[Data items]
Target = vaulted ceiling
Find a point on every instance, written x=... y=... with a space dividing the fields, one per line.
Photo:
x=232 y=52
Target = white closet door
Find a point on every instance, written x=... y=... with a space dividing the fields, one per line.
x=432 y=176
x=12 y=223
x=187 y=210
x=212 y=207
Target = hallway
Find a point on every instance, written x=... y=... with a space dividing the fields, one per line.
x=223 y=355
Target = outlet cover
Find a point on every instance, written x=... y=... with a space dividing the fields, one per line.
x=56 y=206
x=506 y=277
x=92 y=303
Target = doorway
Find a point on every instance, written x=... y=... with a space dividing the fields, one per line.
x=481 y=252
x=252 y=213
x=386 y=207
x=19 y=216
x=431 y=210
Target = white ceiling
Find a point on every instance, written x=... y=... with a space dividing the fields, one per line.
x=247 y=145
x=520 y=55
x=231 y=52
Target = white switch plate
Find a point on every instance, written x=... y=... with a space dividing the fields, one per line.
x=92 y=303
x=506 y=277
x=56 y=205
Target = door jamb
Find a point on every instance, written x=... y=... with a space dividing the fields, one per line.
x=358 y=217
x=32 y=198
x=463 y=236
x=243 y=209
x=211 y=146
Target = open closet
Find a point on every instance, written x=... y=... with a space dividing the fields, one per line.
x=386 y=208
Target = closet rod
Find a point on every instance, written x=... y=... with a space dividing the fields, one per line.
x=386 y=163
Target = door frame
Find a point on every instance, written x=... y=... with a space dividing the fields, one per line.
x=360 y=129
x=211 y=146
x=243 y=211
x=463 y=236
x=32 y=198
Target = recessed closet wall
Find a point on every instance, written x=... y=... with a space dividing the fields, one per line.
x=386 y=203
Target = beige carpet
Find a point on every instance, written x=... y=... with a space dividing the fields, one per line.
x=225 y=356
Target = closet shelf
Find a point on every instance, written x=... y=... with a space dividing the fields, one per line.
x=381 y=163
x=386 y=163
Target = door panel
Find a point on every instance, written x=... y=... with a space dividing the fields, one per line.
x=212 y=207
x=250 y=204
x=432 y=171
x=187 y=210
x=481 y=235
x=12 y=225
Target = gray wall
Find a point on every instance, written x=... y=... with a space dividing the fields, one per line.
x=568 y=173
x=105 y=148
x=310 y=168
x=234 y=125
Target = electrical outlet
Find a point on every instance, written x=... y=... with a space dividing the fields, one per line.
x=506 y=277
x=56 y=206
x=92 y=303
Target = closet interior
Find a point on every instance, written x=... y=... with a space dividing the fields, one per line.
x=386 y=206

• GIVEN EXERCISE: Copy out every one of the records above, word for word.

• TASK ANSWER:
Target = vaulted ceiling
Find a point on every instance, written x=... y=... with a space dividing the fields, one per line.
Photo:
x=232 y=52
Target = white closet door
Find a point on every instance, written x=... y=... with a space dividing the fields, one per line.
x=432 y=176
x=12 y=223
x=187 y=210
x=212 y=207
Target = hallway
Find a point on every instance, written x=... y=... with a space dividing the fields, one per line.
x=223 y=355
Target = outlet cover
Find a point on every instance, written x=... y=... with a space dividing the fields, one per line.
x=56 y=206
x=506 y=277
x=92 y=303
Target = doorway
Find a point on every instance, written x=... y=... with a space dividing the fields, one per line.
x=481 y=252
x=252 y=213
x=386 y=207
x=19 y=216
x=431 y=210
Target = white ceiling
Find a point on every instance, written x=... y=... with a space dividing the fields, one per line.
x=247 y=145
x=520 y=55
x=231 y=52
Target = white switch plate
Find a point on every instance, written x=... y=... with a space dividing the fields, one per line.
x=92 y=303
x=506 y=277
x=56 y=205
Target = door jamb
Find a point on every instance, written x=... y=... with a space dividing the fields, one per line.
x=358 y=217
x=32 y=198
x=463 y=236
x=243 y=209
x=211 y=146
Target = open closet
Find a point on every instance, written x=... y=... with a space dividing the fields, one per line.
x=386 y=208
Target = closet rod
Find a point on every instance, written x=... y=... with a space dividing the fields, one per line.
x=386 y=163
Target = door frame
Find a point on every instance, written x=... y=... with a space dividing the fields, one per line.
x=360 y=129
x=211 y=146
x=243 y=211
x=463 y=236
x=32 y=198
Target = recessed closet wall
Find a point on every instance, written x=... y=... with a space dividing the fields, one per line.
x=386 y=203
Target = beige carpet
Find a point on every instance, written x=... y=... with a space dividing the fields, one per line.
x=225 y=356
Target = closet shelf
Find a point on every instance, written x=... y=... with a space dividing the fields, one per line.
x=381 y=163
x=386 y=163
Target = door panel
Find a point on every instance, written x=... y=... with a space dividing the fields, one per line.
x=212 y=207
x=250 y=204
x=432 y=171
x=187 y=210
x=481 y=235
x=12 y=225
Target = gray wall
Find a point on every instance, written x=... y=... with a space dividing the fields, one per line.
x=568 y=173
x=105 y=148
x=310 y=168
x=234 y=125
Target = electrical outlet
Find a point on every instance, written x=... y=... with a space dividing the fields, one per line.
x=506 y=277
x=56 y=206
x=92 y=303
Target = closet interior
Find a point on every instance, written x=... y=... with a space dividing the fields, one per line.
x=386 y=206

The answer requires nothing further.